What needs to be done. Please read the DragonOS writeback text below and state which function Ext4FileSystem's sync_fs calls to flush dirty inode metadata to disk.

Text section.

Weak<LockedExt4Inode> is used to avoid extending the inode's lifetime.
Linux Reference: Linux 6.6 uses a per-backing-device bdi_writeback.b_dirty linked list + the inode->i_lock spinlock + the I_DIRTY state flag in i_state. __mark_inode_dirty() checks was_dirty = i_state & I_DIRTY to determine if the inode is already in the dirty list, preventing duplicate enqueueing.
DragonOS Implementation: Uses InodeDirtyState: u32 defined with bitflags!, with bit positions aligned to Linux's I_DIRTY_*.
DragonOS simplifies this to a single Mutex + bitflags; the lockless fast path is not yet implemented.

2. Adding a VFS `write_inode` Callback

A write_inode() method (default no-op) is added to the IndexNode trait, corresponding to Linux's super_operations.write_inode.
LockedExt4Inode implements write_inode, calling the existing flush_metadata to write back size/mtime.
MountFSInode forwards the call to the inner inode. Inodes without on-disk metadata, such as procfs, sysfs, pipes, and sockets, use the default implementation and do not block.
Known Simplification: Linux's write_inode accepts a struct writeback_control *wbc parameter (containing WB_SYNC_NONE/WB_SYNC_ALL modes). DragonOS does not yet implement this parameter. There is no impact at present; it will need to be added when periodic asynchronous writeback is implemented later.

3. Adding a VFS `sync_fs` Callback

A sync_fs(wait: bool) method (default no-op) is added to the FileSystem trait, corresponding to Linux's super_operations.sync_fs.
Ext4FileSystem implements sync_fs, calling flush_dirty_inodes to flush dirty inode metadata to disk.
MountFS forwards the call to the inner file system.
Current Limitation: The wait parameter is currently unused. In Linux ext4, wait controls whether jbd2_log_wait_commit waits for journal commit and whether a blkdev_issue_flush barrier is sent. DragonOS ext4 has no journaling mechanism; sync_fs only executes flush_dirty_inodes, and wait does not affect behavior.

4. Rewriting the `sync(2)` System Call

Aligns with the Linux ksys_sync() flow:

Step 1: flush_dirty_pages() — Wakes up to write back dirty pages (corresponds to wakeup_flusher_threads(WB_REASON_SYNC))
Step 2: Calls sync_inodes_of_mount for each superblock (corresponds to iterate_supers(sync_inodes_one_sb, NULL) → sync_inodes_sb)

Supplied records.
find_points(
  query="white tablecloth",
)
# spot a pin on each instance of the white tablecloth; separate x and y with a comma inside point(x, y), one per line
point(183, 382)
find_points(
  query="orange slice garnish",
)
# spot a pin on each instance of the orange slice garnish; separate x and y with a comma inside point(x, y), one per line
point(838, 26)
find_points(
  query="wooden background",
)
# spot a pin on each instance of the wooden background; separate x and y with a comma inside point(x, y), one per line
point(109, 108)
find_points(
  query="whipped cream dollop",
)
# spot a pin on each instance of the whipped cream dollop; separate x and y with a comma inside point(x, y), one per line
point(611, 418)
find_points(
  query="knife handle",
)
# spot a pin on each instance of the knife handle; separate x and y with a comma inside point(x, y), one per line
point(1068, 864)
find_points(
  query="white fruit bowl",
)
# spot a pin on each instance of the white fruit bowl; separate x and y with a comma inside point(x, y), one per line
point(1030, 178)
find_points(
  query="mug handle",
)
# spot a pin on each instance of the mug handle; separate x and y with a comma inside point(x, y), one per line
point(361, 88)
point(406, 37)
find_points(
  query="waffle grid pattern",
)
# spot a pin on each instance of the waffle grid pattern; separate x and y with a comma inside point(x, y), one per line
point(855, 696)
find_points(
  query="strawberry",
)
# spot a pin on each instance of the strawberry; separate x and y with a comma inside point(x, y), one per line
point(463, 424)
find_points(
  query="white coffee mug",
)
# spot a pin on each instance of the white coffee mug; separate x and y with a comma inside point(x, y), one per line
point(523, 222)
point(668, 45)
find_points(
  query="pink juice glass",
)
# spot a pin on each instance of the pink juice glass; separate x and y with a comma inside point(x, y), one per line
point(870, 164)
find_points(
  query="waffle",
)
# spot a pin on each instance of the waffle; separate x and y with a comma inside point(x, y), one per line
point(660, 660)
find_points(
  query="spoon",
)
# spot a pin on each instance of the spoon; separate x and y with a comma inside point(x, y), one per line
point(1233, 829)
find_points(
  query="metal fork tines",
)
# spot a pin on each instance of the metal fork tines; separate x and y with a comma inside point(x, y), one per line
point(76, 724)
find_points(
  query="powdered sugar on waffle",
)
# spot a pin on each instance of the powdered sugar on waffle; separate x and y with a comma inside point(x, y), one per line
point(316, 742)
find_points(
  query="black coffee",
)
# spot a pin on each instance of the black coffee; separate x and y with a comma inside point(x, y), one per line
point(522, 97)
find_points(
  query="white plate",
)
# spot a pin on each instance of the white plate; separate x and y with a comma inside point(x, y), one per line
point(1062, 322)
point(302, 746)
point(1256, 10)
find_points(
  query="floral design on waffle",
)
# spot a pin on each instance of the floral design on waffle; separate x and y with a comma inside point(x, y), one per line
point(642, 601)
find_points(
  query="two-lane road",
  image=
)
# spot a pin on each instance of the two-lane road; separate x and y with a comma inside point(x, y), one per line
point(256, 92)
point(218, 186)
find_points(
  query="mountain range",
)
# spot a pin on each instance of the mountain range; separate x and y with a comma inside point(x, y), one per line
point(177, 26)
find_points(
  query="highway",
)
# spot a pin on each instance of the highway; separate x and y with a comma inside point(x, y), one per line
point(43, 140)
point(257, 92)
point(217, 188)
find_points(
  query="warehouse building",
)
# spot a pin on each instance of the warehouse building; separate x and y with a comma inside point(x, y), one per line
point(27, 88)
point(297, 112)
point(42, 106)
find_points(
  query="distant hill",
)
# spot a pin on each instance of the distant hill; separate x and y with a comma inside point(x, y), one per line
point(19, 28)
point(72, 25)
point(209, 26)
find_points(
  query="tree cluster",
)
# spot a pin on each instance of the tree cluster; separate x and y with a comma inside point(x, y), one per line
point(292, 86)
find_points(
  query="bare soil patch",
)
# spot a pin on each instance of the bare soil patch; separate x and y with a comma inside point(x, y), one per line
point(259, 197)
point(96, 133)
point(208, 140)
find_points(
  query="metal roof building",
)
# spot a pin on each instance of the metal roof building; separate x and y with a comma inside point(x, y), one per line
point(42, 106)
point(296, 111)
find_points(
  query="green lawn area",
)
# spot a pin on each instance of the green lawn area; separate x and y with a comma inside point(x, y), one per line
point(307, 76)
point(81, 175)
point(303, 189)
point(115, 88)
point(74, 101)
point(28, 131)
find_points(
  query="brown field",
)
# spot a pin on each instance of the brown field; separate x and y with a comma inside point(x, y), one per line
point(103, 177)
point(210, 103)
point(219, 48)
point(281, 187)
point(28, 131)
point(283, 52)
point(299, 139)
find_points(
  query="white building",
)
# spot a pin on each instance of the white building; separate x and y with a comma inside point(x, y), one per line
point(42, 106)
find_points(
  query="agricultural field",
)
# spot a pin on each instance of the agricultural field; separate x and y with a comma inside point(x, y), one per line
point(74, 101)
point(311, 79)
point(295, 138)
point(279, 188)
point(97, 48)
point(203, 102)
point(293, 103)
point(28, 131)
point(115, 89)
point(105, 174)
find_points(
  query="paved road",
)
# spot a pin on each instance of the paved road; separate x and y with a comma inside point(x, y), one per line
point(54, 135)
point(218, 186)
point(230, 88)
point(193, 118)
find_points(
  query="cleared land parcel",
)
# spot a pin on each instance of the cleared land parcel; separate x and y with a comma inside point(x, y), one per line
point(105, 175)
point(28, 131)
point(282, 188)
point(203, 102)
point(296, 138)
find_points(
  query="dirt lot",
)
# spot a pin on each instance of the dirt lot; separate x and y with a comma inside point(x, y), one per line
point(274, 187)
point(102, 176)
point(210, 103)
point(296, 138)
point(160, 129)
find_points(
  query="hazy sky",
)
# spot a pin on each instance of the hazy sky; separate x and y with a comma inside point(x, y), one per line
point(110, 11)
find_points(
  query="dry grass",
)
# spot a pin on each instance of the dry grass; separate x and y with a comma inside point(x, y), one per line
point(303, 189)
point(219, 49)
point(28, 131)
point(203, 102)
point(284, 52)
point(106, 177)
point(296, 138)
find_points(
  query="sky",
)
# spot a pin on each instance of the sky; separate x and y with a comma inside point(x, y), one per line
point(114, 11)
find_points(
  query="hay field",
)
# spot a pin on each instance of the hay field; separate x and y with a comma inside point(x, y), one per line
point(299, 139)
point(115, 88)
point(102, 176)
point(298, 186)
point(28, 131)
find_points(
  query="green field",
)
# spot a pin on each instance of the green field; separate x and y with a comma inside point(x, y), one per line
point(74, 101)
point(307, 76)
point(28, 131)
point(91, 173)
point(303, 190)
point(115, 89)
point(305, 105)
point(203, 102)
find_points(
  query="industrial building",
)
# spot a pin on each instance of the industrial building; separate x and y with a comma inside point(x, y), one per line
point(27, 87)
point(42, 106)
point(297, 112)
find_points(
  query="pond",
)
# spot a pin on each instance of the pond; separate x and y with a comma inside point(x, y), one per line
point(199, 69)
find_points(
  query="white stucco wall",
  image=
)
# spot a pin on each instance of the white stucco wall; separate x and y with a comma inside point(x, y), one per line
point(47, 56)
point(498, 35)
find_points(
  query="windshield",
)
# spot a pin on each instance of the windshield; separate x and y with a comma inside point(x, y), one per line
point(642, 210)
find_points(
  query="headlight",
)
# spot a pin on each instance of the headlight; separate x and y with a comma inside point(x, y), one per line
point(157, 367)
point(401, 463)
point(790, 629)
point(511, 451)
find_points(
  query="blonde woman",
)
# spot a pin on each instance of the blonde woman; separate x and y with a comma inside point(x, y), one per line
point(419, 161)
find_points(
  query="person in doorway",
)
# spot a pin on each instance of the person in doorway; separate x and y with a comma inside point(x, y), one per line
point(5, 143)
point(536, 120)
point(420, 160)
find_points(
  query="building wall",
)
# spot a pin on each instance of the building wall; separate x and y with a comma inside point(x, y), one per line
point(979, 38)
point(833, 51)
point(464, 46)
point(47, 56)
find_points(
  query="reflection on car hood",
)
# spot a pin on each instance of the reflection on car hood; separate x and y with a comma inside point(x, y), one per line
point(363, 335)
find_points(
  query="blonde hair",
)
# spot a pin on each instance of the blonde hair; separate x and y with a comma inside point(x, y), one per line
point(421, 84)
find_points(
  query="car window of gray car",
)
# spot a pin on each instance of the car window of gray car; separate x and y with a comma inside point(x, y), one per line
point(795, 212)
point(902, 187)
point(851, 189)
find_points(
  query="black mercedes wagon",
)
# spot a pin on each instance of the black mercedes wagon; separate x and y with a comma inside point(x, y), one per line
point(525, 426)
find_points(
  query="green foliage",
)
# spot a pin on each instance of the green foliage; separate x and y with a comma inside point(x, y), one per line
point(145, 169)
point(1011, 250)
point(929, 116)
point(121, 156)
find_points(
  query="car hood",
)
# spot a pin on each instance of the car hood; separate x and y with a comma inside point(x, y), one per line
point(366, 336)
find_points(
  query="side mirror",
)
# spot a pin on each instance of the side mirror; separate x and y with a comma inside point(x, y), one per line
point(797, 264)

Exercise solution. flush_dirty_inodes